*TEXTAUSZUG:*
········
Notizen von Ewald Karl Schrade, Kurator der art KARLSRUHE
Als ich vor Tagen erfuhr, dass der von der Hans Platschek Stiftung beauftragte Juror, Dr. Thomas Köhler, Berlinische Galerie, die Malerin und Schriftstellerin Cornelia Schleime ausgewählt hat, am 4. Mai 2023 auf der art KARLSRUHE den nächsten Platschek-Preis für Kunst und Schrift in Empfang zu nehmen, habe ich mich sehr gefreut. Denn immer wieder war diese Künstlerin mit ihren Bildern auf der art KARLSRUHE vertreten, und vor zwölf Jahren gastierte sie auch selbst als Teilnehmerin am ARTIMA art meeting der Messe Karlsruhe. Dabei wurde deutlich, dass sie, nach einem Ausstellungsverbot 1981 in der ehemaligen DDR und unzähligen Ausreiseanträgen, im Jahr 1984 doch noch in West-Berlin eingetroffen, ihr Frühwerk verloren hatte. Die Energie, die Cornelia Schleime aufbrachte, um den Neustart zu schaffen, hat mich sehr beeindruckt.
········
Datensätze
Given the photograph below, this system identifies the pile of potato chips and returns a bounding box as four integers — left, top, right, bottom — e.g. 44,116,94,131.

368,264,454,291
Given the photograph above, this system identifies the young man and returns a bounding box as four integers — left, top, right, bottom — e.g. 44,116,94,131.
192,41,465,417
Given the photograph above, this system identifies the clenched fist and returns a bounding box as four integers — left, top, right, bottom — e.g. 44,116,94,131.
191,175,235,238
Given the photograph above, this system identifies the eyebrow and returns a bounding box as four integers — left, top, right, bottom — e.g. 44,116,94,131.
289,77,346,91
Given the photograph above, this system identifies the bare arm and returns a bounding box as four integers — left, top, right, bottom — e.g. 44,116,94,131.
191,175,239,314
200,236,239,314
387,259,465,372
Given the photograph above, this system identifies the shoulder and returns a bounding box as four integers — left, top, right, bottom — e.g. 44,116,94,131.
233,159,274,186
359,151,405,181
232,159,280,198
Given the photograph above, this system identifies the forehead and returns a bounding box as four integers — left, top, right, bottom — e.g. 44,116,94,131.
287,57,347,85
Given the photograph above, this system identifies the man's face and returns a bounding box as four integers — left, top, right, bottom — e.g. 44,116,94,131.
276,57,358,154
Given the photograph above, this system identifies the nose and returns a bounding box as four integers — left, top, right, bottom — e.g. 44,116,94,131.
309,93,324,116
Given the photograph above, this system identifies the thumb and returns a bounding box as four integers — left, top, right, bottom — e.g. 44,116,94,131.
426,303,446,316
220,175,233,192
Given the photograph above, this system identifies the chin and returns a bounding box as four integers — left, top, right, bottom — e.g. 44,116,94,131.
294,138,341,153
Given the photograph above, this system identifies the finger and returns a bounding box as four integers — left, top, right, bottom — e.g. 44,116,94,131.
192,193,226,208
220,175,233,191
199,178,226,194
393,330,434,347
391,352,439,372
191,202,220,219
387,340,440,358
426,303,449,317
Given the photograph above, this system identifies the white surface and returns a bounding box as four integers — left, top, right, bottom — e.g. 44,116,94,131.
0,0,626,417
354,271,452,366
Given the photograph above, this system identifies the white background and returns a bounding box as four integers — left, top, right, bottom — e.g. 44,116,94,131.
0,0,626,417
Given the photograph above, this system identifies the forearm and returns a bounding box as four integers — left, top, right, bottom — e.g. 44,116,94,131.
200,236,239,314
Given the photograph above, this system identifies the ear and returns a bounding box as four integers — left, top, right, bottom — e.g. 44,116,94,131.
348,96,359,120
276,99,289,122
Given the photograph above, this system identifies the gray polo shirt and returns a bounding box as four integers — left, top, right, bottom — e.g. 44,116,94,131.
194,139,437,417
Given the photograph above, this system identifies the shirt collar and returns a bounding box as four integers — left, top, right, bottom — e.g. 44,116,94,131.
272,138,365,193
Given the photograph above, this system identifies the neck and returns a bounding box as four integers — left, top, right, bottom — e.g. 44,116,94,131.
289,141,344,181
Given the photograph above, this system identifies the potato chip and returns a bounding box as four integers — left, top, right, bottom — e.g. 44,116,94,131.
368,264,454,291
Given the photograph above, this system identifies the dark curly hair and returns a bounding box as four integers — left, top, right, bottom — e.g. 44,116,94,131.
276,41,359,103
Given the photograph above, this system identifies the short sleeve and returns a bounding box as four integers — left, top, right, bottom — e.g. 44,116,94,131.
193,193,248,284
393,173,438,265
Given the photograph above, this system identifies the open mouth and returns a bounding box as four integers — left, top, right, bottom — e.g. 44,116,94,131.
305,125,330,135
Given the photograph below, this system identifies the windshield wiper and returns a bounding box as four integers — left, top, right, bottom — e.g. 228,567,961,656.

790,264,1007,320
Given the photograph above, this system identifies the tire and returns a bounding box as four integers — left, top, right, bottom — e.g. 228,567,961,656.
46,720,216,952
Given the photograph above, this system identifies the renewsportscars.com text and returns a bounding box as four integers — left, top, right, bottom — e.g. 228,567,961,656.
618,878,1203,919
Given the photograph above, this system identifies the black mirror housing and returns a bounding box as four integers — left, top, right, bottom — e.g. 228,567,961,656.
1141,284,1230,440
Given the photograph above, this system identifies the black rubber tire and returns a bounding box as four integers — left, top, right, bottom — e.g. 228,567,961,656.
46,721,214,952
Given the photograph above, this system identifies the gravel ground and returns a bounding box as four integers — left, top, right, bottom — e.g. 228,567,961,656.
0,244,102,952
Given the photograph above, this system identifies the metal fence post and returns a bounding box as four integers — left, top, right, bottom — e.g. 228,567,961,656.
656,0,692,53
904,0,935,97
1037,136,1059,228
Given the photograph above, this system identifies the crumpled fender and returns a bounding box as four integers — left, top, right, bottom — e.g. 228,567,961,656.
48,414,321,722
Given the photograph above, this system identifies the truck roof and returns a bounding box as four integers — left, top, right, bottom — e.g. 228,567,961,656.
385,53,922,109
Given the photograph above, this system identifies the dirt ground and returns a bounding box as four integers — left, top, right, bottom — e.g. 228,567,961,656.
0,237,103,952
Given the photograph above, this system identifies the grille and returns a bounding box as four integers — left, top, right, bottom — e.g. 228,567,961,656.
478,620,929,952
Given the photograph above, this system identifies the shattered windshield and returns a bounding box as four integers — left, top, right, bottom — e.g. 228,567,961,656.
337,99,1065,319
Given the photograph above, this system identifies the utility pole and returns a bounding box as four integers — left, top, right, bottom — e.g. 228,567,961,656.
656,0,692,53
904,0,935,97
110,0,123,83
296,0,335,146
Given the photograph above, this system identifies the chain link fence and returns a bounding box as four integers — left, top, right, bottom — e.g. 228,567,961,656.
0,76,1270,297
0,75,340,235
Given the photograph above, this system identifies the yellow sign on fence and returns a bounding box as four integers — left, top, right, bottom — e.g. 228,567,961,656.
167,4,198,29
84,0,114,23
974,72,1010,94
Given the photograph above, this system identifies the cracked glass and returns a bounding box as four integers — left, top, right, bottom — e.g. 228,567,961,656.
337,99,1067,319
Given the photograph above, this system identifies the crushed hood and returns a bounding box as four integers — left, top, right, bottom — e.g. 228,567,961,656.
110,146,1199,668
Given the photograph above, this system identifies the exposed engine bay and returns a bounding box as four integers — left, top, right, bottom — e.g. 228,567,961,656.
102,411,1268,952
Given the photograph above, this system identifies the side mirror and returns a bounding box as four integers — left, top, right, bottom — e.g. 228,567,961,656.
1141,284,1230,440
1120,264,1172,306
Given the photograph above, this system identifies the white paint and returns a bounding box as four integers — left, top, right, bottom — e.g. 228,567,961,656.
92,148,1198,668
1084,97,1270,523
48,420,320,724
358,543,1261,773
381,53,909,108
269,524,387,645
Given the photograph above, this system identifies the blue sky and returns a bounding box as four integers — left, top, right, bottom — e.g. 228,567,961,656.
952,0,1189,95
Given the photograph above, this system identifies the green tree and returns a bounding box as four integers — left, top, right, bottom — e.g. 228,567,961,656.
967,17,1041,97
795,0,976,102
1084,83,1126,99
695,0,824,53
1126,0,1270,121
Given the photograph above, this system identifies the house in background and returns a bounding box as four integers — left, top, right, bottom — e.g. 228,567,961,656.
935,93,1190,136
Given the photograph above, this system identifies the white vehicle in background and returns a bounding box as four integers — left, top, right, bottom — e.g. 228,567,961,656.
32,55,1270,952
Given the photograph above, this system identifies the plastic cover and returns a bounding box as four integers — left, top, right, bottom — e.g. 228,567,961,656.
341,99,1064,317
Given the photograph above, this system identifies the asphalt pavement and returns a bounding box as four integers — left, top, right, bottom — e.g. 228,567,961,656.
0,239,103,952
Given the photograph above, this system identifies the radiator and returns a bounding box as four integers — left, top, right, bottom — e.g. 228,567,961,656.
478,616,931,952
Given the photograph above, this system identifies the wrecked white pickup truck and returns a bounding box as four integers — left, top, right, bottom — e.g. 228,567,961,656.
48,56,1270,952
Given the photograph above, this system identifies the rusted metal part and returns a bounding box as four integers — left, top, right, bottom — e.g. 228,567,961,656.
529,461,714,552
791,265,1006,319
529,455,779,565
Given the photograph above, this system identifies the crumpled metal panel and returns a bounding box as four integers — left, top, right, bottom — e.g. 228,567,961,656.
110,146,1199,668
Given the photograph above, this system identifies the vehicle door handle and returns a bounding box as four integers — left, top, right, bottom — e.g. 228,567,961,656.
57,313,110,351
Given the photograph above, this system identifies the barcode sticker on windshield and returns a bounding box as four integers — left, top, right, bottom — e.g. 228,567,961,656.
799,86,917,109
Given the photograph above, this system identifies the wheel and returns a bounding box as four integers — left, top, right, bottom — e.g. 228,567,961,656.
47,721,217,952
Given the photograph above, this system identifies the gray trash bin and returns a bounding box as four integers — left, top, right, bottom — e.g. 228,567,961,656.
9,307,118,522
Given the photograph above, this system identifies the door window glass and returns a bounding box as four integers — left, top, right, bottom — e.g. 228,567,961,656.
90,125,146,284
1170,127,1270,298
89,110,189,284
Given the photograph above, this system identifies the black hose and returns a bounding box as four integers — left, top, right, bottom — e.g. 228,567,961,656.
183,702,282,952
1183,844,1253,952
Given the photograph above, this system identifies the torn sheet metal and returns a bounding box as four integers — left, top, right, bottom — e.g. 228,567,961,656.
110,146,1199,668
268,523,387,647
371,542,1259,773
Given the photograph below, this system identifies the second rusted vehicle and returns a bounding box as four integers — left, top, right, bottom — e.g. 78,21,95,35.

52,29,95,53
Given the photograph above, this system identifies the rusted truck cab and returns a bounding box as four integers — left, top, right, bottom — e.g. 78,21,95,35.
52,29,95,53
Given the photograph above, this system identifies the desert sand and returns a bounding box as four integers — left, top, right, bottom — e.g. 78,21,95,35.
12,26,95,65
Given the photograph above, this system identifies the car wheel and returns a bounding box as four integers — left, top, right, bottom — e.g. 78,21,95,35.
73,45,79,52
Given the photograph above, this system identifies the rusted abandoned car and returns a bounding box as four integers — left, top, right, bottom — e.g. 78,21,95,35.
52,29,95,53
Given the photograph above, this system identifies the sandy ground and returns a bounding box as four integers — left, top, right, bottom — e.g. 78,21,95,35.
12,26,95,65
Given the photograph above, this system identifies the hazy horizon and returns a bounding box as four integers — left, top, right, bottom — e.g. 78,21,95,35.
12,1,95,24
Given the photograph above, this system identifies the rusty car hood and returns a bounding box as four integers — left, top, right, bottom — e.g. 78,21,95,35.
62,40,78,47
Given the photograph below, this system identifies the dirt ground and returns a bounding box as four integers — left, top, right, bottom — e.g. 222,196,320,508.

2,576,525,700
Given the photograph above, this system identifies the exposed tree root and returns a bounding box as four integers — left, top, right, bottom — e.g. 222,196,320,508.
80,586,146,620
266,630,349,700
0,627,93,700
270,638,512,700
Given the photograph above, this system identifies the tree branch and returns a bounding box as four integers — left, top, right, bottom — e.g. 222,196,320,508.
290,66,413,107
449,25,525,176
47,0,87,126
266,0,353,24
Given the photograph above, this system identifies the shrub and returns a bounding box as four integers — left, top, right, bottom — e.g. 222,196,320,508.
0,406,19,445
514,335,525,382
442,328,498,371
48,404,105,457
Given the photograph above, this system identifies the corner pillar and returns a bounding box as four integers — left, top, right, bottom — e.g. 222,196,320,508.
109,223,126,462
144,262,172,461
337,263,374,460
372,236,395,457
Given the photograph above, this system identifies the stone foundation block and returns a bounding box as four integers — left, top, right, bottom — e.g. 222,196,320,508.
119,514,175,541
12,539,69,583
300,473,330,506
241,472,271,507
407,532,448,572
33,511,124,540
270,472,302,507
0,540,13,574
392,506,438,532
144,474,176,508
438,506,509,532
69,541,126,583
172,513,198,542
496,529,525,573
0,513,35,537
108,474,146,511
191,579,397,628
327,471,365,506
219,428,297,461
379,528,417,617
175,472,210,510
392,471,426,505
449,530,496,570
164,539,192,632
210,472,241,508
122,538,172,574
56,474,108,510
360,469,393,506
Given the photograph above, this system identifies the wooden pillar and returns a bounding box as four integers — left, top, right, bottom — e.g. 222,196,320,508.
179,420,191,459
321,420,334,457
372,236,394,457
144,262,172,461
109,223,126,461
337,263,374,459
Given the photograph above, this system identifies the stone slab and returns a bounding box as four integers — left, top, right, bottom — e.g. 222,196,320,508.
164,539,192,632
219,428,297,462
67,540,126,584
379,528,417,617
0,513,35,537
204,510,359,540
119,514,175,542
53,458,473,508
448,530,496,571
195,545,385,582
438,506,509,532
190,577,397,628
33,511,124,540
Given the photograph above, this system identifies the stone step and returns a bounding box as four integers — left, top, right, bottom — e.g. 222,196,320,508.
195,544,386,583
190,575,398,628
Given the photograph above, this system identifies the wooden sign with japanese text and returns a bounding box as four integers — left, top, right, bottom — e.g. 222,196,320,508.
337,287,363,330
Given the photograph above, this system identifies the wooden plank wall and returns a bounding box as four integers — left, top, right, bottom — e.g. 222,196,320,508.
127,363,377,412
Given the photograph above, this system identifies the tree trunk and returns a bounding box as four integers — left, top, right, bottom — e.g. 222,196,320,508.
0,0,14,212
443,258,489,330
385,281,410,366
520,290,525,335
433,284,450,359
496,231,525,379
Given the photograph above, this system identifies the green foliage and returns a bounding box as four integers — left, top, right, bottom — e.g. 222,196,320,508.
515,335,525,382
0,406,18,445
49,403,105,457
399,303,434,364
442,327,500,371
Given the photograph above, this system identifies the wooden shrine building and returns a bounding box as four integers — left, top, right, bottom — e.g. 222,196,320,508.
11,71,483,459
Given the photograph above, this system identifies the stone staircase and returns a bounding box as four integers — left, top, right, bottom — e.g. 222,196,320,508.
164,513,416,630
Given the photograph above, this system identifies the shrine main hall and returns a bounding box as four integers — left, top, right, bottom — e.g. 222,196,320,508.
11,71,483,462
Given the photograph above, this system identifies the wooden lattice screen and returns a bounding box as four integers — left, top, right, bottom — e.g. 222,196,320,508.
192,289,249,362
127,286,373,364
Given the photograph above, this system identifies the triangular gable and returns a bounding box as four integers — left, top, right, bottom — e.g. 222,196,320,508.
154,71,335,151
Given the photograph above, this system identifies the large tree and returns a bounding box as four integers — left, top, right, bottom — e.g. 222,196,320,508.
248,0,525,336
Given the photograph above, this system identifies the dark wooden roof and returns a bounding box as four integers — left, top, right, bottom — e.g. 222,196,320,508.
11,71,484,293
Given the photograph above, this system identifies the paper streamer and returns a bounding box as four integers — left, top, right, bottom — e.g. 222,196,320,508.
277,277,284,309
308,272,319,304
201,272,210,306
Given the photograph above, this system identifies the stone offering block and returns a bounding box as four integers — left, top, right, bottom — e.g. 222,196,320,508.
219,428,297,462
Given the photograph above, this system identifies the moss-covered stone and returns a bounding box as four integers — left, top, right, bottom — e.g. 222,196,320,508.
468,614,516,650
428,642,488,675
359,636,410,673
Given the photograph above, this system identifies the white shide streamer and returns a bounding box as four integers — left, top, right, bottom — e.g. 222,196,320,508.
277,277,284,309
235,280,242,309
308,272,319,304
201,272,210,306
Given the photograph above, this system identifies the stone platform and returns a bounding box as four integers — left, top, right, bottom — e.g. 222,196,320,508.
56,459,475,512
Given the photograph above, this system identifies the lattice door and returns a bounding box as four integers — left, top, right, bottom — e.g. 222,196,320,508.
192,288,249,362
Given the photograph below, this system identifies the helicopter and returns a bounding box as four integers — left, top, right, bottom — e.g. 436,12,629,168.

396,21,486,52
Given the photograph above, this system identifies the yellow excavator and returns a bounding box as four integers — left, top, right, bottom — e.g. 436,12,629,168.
········
*AUFGABENSTELLUNG:*
Ersetzen Sie im Textauszug „Malerin“ durch „Künstlerin“ und geben Sie dabei den Abschnitt wieder, der mit den Worten um „Notizen von Ewald“ einsetzt und mit „mich sehr beeindruckt.“ schließt. Maßgeblich ist allein der Textauszug.

*ANTWORT:*
Notizen von Ewald Karl Schrade, Kurator der art KARLSRUHE
Als ich vor Tagen erfuhr, dass der von der Hans Platschek Stiftung beauftragte Juror, Dr. Thomas Köhler, Berlinische Galerie, die Künstlerin und Schriftstellerin Cornelia Schleime ausgewählt hat, am 4. Mai 2023 auf der art KARLSRUHE den nächsten Platschek-Preis für Kunst und Schrift in Empfang zu nehmen, habe ich mich sehr gefreut. Denn immer wieder war diese Künstlerin mit ihren Bildern auf der art KARLSRUHE vertreten, und vor zwölf Jahren gastierte sie auch selbst als Teilnehmerin am ARTIMA art meeting der Messe Karlsruhe. Dabei wurde deutlich, dass sie, nach einem Ausstellungsverbot 1981 in der ehemaligen DDR und unzähligen Ausreiseanträgen, im Jahr 1984 doch noch in West-Berlin eingetroffen, ihr Frühwerk verloren hatte. Die Energie, die Cornelia Schleime aufbrachte, um den Neustart zu schaffen, hat mich sehr beeindruckt.